Thursday, 23 January 2014

"Make Me A Coffee And Swallow This Pill"

One of the main roles in my job is to meet people who want to put together a medical trial, and help them to construct in such a way that the analysis will be sound, and the process will be ethical. The resulting meetings vary wildly in how easily they go, of course, depending on both the experience and the temperament of those involved.

Every now and again truly ridiculous ideas are thrown up, like the idea of forming a control group out of people who refuse to be included in the trial (let's just steal their info without their knowledge) or creating them from people who can't speak English to consent in the first place.  No obvious statistical or ethical problems there!

As crazy as some of these ideas are, they always come from small cogs in larger machines.  If I didn't shoot them down, someone else would; that's why they come to me in the first place.  So when I see governors of entire states buying tickets for the Ethical Vacuum Express, I get worried.
In August 2011, following an email from Bob McDonnell to Virginia's secretary of health, Maureen McDonnell met at the Executive Mansion with Williams and one of the secretary's senior policy advisors. At that meeting, according to the indictment, Williams discussed the idea of having Virginia government employees use Anatabloc, Star Scientific's anti-inflammatory dietary supplement, "as a control group for research studies."
This wasn't the only time this kind of idea came up. In October 2011, according to the indictment, Maureen McDonnell accompanied Williams and a research scientist who consulted for Star Scientific to a company event in Grand Blanc, Mich... The scientist later emailed Maureen McDonnell a summary of their discussions. In it, he suggested it might be useful "to perform a study of Virginia government employees… to determine the prevalences [sic] of autoimmune and inflammatory conditions."
▬▬▬▬▬▬▬▬▬▬
EXERCISE 1:
Reproduce everything in the medical-trials post from "Every now and" down to "I get worried.", changing "small cogs" to "tiny gears".
EXERCISE 2:
Write the next part of the post on medical-trial ethics, carrying on from its final sentence.

MATERIAL PROVIDED:
▬▬▬▬▬▬▬▬▬▬
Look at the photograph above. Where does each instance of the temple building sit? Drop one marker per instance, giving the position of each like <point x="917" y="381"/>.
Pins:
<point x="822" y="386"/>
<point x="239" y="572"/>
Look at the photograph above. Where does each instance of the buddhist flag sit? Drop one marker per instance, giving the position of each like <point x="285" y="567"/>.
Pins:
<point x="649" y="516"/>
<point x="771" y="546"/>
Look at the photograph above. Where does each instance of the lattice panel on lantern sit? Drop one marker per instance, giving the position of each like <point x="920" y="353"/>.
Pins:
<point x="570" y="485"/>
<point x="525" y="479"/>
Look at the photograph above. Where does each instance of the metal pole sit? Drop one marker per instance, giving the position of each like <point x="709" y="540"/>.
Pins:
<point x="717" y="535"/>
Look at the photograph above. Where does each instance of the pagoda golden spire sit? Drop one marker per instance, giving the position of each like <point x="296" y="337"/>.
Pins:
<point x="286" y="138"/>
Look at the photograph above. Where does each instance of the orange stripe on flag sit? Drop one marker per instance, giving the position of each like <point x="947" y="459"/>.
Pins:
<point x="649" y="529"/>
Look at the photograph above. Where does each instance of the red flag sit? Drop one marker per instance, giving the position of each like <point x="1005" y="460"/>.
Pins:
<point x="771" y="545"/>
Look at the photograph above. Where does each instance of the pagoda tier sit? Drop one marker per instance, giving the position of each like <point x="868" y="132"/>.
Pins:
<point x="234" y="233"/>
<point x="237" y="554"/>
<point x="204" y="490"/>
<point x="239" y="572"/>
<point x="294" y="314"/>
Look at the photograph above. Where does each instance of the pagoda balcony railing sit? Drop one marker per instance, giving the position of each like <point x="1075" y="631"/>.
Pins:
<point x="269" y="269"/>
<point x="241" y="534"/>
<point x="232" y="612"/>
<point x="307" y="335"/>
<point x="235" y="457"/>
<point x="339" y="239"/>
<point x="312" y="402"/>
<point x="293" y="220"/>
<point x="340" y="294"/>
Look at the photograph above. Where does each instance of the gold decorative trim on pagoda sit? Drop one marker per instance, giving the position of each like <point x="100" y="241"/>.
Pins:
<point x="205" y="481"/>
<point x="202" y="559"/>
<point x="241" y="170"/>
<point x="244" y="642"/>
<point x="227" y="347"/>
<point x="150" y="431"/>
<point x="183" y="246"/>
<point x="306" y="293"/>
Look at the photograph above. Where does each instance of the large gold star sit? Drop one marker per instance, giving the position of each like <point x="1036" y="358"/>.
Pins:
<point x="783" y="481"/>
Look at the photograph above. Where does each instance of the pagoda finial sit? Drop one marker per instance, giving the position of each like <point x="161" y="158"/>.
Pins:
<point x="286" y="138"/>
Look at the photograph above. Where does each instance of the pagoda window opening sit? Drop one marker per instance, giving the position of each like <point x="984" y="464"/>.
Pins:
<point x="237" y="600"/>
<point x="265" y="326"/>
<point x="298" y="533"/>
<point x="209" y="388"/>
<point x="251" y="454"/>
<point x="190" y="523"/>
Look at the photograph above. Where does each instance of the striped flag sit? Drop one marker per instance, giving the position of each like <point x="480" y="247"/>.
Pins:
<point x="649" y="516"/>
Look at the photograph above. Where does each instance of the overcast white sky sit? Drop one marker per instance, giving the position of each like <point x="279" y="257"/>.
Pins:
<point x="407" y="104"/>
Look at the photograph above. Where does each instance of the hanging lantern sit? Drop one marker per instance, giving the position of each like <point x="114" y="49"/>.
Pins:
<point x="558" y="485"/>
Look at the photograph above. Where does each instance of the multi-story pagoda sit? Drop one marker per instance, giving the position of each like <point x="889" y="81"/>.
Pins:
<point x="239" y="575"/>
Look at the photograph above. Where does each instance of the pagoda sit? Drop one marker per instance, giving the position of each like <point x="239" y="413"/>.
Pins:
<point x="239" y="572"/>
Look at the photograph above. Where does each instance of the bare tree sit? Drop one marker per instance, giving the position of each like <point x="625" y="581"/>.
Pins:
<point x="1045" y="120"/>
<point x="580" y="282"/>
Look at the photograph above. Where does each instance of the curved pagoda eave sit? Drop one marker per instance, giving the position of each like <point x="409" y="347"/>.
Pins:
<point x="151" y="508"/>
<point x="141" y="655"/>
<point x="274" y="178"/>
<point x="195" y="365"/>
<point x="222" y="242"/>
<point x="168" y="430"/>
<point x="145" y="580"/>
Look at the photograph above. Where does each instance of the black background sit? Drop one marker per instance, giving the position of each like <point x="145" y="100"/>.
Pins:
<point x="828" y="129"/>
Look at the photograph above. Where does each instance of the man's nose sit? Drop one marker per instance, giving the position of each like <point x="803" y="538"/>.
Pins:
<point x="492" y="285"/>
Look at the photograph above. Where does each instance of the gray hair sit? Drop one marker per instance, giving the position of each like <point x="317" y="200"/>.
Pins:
▬▬▬▬▬▬▬▬▬▬
YOUR RESPONSE 1:
Every now and again truly ridiculous ideas are thrown up, like the idea of forming a control group out of people who refuse to be included in the trial (let's just steal their info without their knowledge) or creating them from people who can't speak English to consent in the first place.  No obvious statistical or ethical problems there!

As crazy as some of these ideas are, they always come from tiny gears in larger machines.  If I didn't shoot them down, someone else would; that's why they come to me in the first place.  So when I see governors of entire states buying tickets for the Ethical Vacuum Express, I get worried.

YOUR RESPONSE 2:
This, of course, is two tastes of conservative thought tasting great together.  You've got the idea that you shouldn't feel bad about assuming the people working under can be taken advantage of above and beyond the fact they do what you want them to for fairly indifferent pay, and you have the idea (not stated, but doubtless ready to be deployed at a moment's notice) that if this scheme were made voluntary, all considerations about inappropriate arm-twisting would suddenly disappear.  An employee taking on a role they really shouldn't be expected to for fear of rocking the boat? Unpossible!

There are hundreds of thousands of people in America and across the world who would say the biggest problem with this idea is that Virginia hasn't done enough to crush its unions to ensure the skids are greased enough for medical experimentation on your underlings. An awful lot of them spend extraordinary amounts of money to acquire the ears of the people who write the law.  This should be more of a worry than it is currently being allowed to be.